One solution to the problem is to increase the size of the RID pool, but that may only temporarily suppress failures; worse, it may have no impact at all. A better solution is to identify queries that rely heavily on the RID pool by using DB2 traces or an online monitor. Each query needs to justify its RID pool use by fetching through to the end of the entire result set. Any queries not passing this test need to turn off heroic access paths that use the RID pool by adding either the OPTIMIZE FOR n ROWS or the FETCH FIRST n ROWS ONLY clause to the end of the query. DB2 10 will provide relief from these failures by utilizing external work files for the overflow, thus masking the need to analyze. However, it is best to find and resolve such issues before migrating to DB2 10, or you will have work file madness.
Figure 4: A program with Hybrid Join – Type N access path gets 61 RID pool failures between 12 p.m. and 1 p.m.
4. Neutralize frozen or poorly performing SQL
Frozen SQL is SQL embedded in a purchased application that cannot be touched. The queries inside frozen SQL sometimes do not follow any performance guidelines and you are stuck with them. You need these queries to execute using as few resources as possible. For example, WHERE DATE(col_TS) BETWEEN :date1 AND :date2 is a Stage 2/Residual condition. This predicate should be rewritten to WHERE col_TS BETWEEN TIMESTAMP(:date1, ‘00:00:00’) AND TIMESTAMP(:date2, ’59:59:99’), which is indexable Stage 1/Sargable. But you are forbidden to make that change.

----

Set task 1:
Identify every row below that contains the string "tall", and copy each such row in full. Case matters, so only count matches with the same capitalization.

----

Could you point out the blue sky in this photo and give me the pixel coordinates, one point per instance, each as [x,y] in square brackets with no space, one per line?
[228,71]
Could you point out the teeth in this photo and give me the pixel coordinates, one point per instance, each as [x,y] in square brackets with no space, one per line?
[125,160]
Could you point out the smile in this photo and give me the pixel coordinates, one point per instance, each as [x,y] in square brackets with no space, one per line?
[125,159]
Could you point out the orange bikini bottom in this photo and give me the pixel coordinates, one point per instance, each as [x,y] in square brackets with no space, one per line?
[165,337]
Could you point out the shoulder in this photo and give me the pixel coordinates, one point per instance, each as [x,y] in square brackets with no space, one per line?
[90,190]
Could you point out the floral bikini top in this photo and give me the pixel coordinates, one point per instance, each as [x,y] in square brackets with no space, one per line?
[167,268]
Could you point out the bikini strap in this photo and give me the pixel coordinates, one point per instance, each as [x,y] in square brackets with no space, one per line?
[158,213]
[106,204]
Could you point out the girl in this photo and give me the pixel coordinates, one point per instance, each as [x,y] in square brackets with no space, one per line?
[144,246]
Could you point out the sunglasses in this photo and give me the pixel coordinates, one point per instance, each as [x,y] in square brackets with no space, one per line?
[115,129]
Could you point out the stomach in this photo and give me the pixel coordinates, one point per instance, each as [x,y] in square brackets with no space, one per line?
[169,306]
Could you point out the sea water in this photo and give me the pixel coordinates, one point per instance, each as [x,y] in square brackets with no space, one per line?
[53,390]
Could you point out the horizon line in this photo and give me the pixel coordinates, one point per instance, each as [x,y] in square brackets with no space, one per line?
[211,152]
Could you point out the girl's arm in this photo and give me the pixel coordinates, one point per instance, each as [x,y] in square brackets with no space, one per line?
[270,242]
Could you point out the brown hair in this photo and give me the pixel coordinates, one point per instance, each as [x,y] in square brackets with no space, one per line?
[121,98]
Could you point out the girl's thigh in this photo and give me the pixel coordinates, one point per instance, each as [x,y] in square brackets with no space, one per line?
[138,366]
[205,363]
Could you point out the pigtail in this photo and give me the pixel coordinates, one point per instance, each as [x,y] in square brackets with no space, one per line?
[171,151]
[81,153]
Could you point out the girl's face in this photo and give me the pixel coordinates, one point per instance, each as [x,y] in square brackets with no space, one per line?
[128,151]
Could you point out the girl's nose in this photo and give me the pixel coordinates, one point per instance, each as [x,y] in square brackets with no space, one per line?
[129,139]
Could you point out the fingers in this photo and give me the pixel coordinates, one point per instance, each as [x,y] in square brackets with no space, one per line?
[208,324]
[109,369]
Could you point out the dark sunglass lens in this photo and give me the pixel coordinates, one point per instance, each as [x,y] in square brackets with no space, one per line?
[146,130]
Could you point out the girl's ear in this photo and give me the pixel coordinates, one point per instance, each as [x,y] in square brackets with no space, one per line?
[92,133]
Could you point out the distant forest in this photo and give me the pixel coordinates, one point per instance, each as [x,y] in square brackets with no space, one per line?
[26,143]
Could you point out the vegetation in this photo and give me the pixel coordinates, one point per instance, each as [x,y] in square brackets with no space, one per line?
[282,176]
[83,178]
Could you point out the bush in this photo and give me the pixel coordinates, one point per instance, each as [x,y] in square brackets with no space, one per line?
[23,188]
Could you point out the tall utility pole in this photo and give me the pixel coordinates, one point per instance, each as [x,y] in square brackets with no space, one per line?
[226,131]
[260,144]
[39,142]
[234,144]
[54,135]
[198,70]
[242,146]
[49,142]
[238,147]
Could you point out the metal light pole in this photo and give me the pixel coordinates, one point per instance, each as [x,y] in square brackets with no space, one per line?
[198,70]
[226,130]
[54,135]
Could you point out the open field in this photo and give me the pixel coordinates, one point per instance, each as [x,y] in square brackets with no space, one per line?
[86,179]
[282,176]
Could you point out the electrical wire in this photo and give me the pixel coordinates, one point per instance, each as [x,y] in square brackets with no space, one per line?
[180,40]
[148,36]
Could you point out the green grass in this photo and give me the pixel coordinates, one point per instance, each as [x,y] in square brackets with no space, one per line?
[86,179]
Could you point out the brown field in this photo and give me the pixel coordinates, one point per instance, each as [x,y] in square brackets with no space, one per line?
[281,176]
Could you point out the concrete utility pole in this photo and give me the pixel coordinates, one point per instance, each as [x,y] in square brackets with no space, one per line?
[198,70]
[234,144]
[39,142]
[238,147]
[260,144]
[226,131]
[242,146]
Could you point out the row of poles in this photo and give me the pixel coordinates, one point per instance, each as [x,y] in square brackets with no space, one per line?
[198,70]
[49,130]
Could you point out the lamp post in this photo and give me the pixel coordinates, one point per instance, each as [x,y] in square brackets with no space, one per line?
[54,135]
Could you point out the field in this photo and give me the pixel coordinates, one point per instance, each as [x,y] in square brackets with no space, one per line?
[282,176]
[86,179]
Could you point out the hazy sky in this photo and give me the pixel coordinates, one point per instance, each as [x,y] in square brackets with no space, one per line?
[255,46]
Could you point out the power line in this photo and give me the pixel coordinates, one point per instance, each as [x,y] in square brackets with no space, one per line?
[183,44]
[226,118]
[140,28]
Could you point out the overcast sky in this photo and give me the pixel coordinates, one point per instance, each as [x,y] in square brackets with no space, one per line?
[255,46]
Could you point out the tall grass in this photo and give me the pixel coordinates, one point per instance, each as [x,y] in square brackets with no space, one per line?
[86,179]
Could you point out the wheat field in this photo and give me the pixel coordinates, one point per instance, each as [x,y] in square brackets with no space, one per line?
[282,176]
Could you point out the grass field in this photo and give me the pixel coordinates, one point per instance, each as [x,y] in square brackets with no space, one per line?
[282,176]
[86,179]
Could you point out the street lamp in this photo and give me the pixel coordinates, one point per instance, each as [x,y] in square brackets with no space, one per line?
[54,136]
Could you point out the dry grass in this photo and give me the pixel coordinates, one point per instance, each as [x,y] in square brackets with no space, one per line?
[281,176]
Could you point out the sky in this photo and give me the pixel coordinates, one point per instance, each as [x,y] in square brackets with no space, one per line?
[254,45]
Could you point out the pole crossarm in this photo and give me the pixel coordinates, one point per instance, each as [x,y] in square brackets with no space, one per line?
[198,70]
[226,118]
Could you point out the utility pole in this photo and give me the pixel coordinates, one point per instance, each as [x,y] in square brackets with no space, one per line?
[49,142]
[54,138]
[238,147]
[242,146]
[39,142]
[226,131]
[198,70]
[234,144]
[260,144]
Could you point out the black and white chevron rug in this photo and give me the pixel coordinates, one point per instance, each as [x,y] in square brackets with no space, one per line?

----

Set task 2:
In the DB2 performance text, why is it better to find and resolve RID pool issues before migrating to DB2 10? Answer in one to three sentences.

Exercise result 1:
Could you point out the tall utility pole in this photo and give me the pixel coordinates, one point per instance, each as [x,y] in square brackets with no space, one per line?
Could you point out the tall grass in this photo and give me the pixel coordinates, one point per instance, each as [x,y] in square brackets with no space, one per line?

Exercise result 2:
DB2 10 will use external work files for the overflow when the RID pool fails, which masks the need to analyze the queries behind those failures. If the issues are not resolved before the migration, the result will be work file madness.